:: RECORDS FOR THE TASK

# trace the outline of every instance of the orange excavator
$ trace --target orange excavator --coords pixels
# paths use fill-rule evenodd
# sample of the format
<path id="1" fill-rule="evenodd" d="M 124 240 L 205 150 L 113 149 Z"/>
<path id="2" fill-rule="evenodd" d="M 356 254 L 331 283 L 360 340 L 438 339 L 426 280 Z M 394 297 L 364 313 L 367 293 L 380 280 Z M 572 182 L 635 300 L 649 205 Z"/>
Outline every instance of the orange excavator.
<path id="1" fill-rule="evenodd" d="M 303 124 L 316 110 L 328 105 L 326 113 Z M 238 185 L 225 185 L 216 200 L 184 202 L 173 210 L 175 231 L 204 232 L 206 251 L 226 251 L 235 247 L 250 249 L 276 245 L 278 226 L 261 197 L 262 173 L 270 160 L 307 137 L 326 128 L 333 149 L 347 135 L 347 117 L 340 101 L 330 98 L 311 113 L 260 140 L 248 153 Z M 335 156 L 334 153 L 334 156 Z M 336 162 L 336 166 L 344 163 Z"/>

::::

## JOB
Copy the listing above with every "orange excavator" changed to "yellow bulldozer" and nothing else altered.

## RESULT OF THE TASK
# trace the outline of every instance of the yellow bulldozer
$ trace --target yellow bulldozer --coords pixels
# paths use fill-rule evenodd
# sample of the format
<path id="1" fill-rule="evenodd" d="M 124 240 L 205 150 L 113 149 Z"/>
<path id="2" fill-rule="evenodd" d="M 356 254 L 331 283 L 360 340 L 438 339 L 426 280 Z M 394 297 L 364 313 L 367 293 L 380 280 Z M 572 182 L 635 300 L 649 205 Z"/>
Outline every instance of the yellow bulldozer.
<path id="1" fill-rule="evenodd" d="M 303 124 L 316 110 L 328 105 L 326 113 Z M 238 185 L 225 185 L 216 200 L 184 202 L 173 210 L 175 231 L 204 232 L 206 251 L 226 251 L 235 247 L 250 249 L 276 245 L 278 226 L 261 197 L 262 173 L 270 160 L 307 137 L 326 128 L 333 149 L 347 135 L 347 117 L 340 101 L 330 98 L 311 113 L 260 140 L 248 153 Z M 335 156 L 334 153 L 334 156 Z M 336 162 L 336 166 L 344 163 Z"/>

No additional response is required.